# [Work instruction]
Your task is to output every record exactly as it is given.

═════ Task material

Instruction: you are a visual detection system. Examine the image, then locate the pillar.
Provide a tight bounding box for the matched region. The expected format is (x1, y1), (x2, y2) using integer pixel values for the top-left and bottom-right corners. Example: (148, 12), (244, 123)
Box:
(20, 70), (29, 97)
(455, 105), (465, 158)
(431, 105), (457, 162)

══════════

# [Answer to this task]
Instruction: you are a visual detection system. Examine the image, then locate the pillar.
Provide a tight bounding box for the matched region. The expected format is (x1, y1), (x2, y2) using integer pixel values for the top-left and bottom-right corners. Example: (148, 12), (244, 123)
Box:
(20, 70), (29, 97)
(455, 105), (465, 158)
(431, 105), (457, 162)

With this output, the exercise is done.